--- Begin ---

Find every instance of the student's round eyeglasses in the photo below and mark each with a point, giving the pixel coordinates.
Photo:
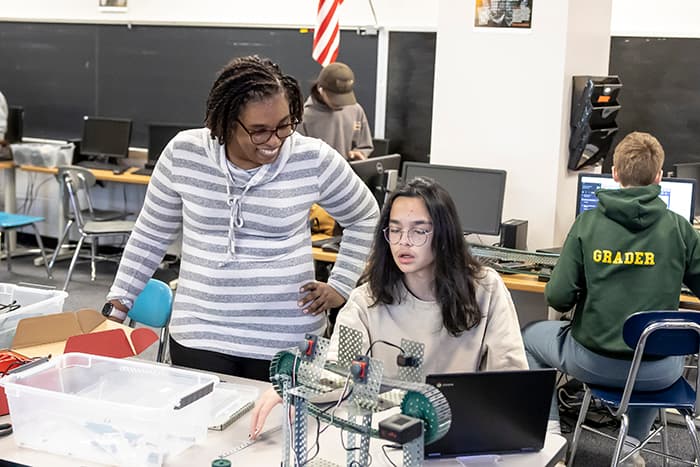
(263, 136)
(415, 236)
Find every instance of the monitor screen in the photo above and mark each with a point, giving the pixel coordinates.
(371, 171)
(477, 193)
(160, 134)
(678, 194)
(691, 171)
(105, 137)
(15, 124)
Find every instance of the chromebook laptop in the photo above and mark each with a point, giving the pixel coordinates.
(497, 412)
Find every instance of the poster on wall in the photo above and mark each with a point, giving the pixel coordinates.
(113, 6)
(515, 14)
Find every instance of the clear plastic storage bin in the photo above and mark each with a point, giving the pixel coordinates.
(32, 302)
(113, 411)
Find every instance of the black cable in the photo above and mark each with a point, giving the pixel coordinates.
(384, 342)
(316, 445)
(347, 449)
(392, 446)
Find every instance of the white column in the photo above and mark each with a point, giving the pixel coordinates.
(502, 100)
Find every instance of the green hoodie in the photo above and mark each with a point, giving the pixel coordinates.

--- End ---

YOUR INSTRUCTIONS:
Return all of the material above word for word, leaving out the picture.

EXERCISE SOLUTION:
Find every instance of the student's round eyeglasses in the photo below and mark each with a point, giving the pixel coordinates.
Photo:
(263, 136)
(415, 236)
Find every instance of the monitor screen in the photo above and mark each with a point, giving the pixel coordinates.
(371, 171)
(477, 193)
(160, 134)
(678, 194)
(691, 171)
(105, 137)
(15, 124)
Find every instance of the chromebook laptop in the photo above and mark each with a point, giving the pixel coordinates.
(497, 412)
Find every instance of the poster on wall in the photo above and mark each with a point, giving the pixel coordinates.
(113, 6)
(515, 14)
Find every instance of the clear plastic storage bin in the photo above and mark each with a point, giving the pixel coordinates.
(32, 302)
(113, 411)
Find every instance of the black cable in the photo above and mark each with a point, giving the pixel coordinates.
(384, 342)
(316, 445)
(347, 449)
(392, 446)
Find every instance of the white column in the photo above and mark each with a point, giving the pixel coordinates.
(502, 100)
Find every instance of the green hoodie in the photo above and mark each with a point, giving the pixel coordinates.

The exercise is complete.